- Task to carry out -
Report every line in the rows below that contains the word "base".

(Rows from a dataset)

>> begin

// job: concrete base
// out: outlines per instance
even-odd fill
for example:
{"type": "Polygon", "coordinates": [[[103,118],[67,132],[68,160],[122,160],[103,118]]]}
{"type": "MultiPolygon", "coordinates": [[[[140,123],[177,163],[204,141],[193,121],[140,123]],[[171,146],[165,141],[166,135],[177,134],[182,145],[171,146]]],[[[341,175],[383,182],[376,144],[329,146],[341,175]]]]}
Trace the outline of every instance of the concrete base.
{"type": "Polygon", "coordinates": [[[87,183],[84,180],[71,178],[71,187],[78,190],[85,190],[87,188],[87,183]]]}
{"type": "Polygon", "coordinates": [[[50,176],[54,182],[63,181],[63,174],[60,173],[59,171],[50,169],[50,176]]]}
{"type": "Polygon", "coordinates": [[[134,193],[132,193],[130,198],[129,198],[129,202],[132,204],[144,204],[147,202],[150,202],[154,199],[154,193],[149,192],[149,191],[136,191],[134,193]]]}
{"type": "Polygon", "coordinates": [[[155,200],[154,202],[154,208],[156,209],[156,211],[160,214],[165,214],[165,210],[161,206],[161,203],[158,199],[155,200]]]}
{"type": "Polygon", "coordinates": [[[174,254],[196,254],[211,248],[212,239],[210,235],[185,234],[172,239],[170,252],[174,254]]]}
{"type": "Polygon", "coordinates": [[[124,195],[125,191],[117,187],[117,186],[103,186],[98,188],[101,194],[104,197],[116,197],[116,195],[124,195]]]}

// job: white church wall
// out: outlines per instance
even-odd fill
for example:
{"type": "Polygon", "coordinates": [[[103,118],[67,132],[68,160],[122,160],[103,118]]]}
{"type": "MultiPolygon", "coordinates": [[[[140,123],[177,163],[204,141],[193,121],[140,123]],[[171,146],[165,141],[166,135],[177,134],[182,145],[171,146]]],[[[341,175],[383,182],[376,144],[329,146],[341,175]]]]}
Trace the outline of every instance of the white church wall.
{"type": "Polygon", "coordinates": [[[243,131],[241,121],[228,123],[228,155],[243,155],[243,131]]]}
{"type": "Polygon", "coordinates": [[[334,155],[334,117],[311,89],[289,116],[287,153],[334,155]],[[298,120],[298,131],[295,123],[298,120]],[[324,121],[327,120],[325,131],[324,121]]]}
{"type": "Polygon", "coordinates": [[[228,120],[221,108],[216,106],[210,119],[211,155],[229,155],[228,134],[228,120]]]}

>> end

- Solution -
// job: concrete base
Trace the outline of every instance of the concrete base.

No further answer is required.